▸ WHAT THE EXERCISE ASKS: Repeat the records. Each line must match exactly.

▸ DATA TO EXAMINE:
┏━━

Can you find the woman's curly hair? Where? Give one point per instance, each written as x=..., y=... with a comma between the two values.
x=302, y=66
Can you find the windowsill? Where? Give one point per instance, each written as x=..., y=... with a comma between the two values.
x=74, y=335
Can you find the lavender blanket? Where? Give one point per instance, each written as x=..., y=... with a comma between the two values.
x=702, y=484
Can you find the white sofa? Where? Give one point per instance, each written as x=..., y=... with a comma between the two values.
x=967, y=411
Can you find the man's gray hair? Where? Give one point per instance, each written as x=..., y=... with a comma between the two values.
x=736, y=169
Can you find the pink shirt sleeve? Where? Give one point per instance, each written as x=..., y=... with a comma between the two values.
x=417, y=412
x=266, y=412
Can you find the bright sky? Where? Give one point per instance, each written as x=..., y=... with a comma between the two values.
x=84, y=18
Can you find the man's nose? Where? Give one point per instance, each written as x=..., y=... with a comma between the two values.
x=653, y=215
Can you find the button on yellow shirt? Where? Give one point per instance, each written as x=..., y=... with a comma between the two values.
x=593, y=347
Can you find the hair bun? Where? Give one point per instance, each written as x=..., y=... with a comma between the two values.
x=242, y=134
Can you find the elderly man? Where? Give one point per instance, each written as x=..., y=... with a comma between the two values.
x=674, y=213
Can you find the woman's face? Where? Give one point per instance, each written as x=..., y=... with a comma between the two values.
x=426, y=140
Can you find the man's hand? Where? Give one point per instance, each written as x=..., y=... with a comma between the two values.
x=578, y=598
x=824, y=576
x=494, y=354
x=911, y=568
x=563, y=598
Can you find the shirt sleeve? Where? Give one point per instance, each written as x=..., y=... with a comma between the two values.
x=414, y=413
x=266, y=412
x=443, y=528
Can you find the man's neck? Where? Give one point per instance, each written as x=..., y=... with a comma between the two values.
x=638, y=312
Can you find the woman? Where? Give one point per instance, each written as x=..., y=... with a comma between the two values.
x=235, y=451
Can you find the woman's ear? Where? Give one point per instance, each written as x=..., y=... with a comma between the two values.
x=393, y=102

┗━━

▸ RESPONSE BELOW:
Can you find the woman's curly hair? Where? Give one point per instance, each written as x=..., y=... with a comma between the two values.
x=302, y=66
Can you find the windowsill? Where? Give one point per instance, each written as x=..., y=... with a comma between the two values.
x=74, y=335
Can you find the lavender blanket? Where? Give one point per instance, each written as x=..., y=... with a comma between the two values.
x=702, y=484
Can you find the white sofa? Where? Give one point per instance, each written as x=..., y=... with a comma between the two values.
x=967, y=411
Can you find the man's gray hair? Where? Give one point per instance, each written as x=..., y=... with a comma between the two values.
x=736, y=169
Can you find the pink shirt sleeve? Where? Give one point per instance, each written as x=..., y=... with a comma between the two values.
x=417, y=412
x=266, y=412
Can you find the bright sky? Where? Give one point per instance, each written as x=..., y=... with a comma between the two values.
x=84, y=18
Can you find the man's nose? Where? Give one point per instance, each written as x=..., y=... with a comma between the two values.
x=653, y=215
Can you find the button on yellow shirt? Where? Give one point per instance, each written as x=..., y=... with a comma between the two values.
x=593, y=347
Can you find the hair bun? Where? Give one point per instance, each written as x=..., y=... with a comma between the two values.
x=242, y=134
Can you find the elderly man? Where? Give one point per instance, each written as x=..., y=... with a comma between the two values.
x=674, y=213
Can you find the woman's face? Where? Give one point per instance, each written as x=..., y=... with a comma between the two values.
x=426, y=140
Can you find the man's hand? Where? Give one point per instance, each written as x=..., y=... with a comma between the two values.
x=578, y=598
x=824, y=576
x=494, y=354
x=911, y=568
x=563, y=598
Can you find the shirt sleeve? Where? Give one point per instance, each written as x=..., y=... with a comma between the two values.
x=414, y=413
x=266, y=412
x=443, y=528
Can you find the man's neck? Where? Give one point per instance, each written as x=..., y=... with a comma between the two values.
x=638, y=312
Can you find the woman? Where? Give one point per instance, each written as x=..., y=... with a comma between the two values.
x=235, y=451
Can you find the woman's ear? Where? Give one point per instance, each written as x=..., y=... with a comma between the two values.
x=393, y=102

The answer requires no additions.